**WHAT IS REQUIRED**
Can you put the lines running from the one containing "Where can the plaid" through the one containing "Target: plaid throw blanket", both included, into a JSON list of strings, one string per line and blank lines left out?

╭─ EXERCISE MATERIAL

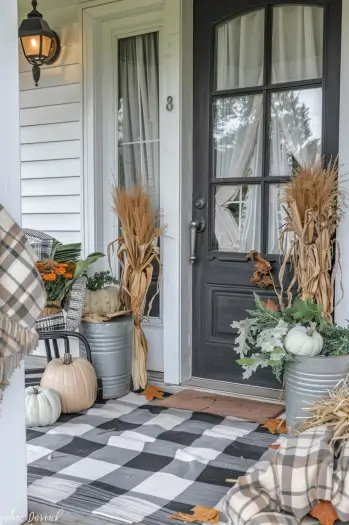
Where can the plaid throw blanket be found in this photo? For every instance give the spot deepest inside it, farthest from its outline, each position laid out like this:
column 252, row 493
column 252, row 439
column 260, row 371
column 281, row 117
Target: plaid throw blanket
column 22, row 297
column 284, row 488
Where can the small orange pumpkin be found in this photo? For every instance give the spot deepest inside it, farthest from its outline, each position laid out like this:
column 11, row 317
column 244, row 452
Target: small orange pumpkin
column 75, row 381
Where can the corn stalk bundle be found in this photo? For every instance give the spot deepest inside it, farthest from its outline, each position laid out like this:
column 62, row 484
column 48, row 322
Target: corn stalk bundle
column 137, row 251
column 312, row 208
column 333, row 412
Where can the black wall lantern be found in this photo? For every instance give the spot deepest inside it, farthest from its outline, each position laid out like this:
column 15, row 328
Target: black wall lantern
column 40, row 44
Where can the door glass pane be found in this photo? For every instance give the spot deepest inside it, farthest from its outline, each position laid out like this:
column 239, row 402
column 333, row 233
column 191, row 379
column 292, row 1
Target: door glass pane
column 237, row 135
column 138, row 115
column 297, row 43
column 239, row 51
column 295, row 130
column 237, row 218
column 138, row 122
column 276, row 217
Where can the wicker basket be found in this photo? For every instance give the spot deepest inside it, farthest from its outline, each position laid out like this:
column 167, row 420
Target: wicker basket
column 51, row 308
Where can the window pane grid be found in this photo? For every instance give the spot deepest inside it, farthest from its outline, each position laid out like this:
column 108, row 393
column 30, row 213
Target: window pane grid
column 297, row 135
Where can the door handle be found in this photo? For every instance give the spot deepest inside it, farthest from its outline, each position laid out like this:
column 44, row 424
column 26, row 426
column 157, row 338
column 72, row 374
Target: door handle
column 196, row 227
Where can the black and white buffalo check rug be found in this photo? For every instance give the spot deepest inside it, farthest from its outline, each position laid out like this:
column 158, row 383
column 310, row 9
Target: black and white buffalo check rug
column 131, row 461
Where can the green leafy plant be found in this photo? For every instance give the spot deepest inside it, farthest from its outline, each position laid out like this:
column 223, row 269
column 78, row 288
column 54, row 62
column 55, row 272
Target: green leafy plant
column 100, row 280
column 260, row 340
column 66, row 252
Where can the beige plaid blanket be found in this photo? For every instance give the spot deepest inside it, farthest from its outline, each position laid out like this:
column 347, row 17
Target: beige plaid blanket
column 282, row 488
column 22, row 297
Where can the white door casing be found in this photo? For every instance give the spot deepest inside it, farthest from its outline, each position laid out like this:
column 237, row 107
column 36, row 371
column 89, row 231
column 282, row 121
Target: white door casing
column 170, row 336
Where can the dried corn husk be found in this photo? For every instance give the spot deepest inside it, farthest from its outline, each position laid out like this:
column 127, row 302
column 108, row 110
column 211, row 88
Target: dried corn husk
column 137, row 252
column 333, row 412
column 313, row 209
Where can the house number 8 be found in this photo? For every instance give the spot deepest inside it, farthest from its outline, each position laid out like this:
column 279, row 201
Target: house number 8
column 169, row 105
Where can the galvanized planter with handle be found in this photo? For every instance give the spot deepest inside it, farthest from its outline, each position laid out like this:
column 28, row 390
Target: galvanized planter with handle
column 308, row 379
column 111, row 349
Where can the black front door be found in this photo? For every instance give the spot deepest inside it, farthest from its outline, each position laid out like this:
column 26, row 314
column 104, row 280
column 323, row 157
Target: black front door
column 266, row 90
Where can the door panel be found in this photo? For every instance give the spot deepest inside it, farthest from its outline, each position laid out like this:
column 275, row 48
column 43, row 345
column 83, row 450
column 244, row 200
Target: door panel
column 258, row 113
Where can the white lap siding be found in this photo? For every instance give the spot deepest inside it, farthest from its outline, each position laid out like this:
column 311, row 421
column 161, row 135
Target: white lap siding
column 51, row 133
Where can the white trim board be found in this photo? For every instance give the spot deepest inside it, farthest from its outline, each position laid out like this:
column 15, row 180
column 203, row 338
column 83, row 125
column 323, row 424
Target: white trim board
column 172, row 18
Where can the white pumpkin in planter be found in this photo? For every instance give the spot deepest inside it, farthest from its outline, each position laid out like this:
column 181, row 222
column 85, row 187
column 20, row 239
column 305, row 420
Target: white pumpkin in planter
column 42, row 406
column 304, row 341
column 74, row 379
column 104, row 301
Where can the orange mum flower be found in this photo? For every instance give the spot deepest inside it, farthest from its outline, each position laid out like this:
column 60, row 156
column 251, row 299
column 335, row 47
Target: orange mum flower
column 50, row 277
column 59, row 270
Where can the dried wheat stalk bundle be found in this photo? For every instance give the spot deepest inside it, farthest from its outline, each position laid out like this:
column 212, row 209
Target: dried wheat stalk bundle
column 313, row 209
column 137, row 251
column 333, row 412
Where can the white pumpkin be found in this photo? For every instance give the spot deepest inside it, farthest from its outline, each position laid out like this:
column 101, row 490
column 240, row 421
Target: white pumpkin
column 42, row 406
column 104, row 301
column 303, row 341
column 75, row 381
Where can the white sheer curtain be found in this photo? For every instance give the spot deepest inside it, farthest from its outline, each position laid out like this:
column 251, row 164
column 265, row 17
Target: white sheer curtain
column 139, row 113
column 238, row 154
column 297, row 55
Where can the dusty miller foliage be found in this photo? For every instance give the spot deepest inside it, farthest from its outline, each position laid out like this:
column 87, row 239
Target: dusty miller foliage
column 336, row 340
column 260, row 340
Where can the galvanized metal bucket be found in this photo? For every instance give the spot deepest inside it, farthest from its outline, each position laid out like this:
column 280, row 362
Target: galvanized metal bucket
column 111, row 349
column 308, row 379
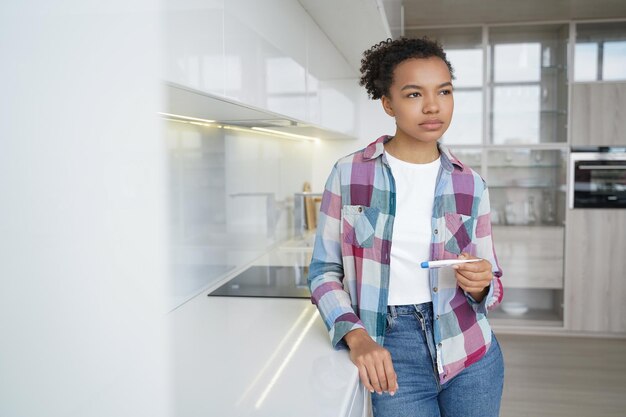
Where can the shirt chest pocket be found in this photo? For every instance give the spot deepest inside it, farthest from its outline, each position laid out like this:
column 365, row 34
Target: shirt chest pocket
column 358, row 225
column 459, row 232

╰─
╭─ EXERCISE MATERIAL

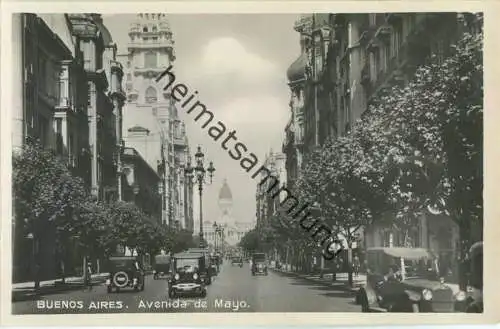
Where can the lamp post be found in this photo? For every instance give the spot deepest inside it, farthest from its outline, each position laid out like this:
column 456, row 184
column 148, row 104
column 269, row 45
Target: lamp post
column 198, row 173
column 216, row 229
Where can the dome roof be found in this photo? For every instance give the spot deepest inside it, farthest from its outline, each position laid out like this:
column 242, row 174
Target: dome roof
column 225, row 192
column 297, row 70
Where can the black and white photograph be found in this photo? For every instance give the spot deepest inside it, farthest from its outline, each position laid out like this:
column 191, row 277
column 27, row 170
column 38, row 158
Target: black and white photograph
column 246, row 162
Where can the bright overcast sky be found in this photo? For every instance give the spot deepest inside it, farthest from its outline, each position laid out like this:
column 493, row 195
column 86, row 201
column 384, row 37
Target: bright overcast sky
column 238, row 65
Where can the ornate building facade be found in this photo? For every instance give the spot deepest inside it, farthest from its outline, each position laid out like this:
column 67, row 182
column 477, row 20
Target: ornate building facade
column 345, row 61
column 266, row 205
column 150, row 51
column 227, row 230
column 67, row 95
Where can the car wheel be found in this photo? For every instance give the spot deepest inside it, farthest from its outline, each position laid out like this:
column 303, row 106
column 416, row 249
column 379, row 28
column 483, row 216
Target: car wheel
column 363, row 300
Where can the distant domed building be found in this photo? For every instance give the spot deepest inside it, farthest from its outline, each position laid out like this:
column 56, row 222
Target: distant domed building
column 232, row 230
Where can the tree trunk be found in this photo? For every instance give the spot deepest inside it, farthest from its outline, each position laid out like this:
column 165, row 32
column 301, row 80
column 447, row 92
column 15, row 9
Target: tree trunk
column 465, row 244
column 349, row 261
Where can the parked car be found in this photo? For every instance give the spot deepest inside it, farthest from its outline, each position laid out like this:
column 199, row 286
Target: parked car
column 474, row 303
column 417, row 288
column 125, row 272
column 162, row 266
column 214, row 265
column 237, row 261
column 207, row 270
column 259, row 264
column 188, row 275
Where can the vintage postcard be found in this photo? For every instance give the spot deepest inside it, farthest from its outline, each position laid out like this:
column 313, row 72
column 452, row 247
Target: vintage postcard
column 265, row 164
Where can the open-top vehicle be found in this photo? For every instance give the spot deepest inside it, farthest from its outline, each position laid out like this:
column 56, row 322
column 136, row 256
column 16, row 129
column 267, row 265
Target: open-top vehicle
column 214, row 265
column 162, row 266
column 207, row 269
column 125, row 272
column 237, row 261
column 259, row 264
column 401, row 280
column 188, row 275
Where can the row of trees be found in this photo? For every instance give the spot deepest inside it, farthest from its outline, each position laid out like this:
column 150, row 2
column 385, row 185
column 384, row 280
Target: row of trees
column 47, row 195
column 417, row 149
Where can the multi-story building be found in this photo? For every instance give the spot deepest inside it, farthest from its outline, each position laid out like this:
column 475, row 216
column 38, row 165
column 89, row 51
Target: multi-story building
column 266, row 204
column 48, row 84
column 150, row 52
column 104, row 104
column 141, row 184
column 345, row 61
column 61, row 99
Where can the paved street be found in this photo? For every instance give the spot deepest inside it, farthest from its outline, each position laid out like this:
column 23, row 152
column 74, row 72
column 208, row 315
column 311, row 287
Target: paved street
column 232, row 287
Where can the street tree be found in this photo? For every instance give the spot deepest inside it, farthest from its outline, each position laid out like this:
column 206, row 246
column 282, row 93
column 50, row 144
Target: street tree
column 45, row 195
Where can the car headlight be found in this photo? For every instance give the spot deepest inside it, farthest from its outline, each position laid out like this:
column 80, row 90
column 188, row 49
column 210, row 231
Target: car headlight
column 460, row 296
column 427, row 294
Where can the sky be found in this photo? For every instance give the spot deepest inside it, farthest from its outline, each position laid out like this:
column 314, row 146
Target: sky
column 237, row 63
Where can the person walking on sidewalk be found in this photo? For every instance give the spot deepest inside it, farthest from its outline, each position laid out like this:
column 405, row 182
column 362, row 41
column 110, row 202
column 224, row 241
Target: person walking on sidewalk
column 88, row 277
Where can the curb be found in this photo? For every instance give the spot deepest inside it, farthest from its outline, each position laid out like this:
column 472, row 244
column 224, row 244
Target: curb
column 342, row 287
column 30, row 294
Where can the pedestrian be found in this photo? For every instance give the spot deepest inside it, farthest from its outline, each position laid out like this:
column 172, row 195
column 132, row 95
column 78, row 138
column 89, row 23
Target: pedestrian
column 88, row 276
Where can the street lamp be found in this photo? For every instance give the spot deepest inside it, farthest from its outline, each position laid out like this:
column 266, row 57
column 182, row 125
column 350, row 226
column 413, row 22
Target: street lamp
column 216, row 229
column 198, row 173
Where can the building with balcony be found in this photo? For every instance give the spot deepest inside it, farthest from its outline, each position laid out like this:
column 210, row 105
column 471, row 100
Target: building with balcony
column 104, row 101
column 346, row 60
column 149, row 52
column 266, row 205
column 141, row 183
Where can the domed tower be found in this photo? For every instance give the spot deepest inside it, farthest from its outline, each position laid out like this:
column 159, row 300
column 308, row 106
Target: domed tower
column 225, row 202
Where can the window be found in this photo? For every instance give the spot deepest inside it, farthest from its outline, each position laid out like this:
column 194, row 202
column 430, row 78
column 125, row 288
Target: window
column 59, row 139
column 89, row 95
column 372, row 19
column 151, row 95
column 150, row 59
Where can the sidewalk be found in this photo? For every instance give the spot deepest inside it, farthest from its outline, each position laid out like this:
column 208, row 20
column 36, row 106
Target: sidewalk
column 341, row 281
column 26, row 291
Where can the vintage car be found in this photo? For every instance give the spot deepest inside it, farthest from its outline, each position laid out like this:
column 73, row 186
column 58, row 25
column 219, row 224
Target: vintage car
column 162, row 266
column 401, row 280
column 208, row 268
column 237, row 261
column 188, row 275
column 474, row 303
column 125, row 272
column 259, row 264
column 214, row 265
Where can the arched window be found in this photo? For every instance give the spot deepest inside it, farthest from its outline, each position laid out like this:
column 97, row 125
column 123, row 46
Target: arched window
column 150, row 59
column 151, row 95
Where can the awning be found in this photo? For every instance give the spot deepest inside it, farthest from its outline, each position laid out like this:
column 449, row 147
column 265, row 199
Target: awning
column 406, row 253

╰─

**WORKED ANSWER**
[
  "Where can the plaid throw blanket be found in this photo? For every instance give the spot deepest inside it, farthest from its outline, each position laid out like this:",
  "column 252, row 493",
  "column 252, row 439",
  "column 260, row 371",
  "column 281, row 117",
  "Target: plaid throw blanket"
]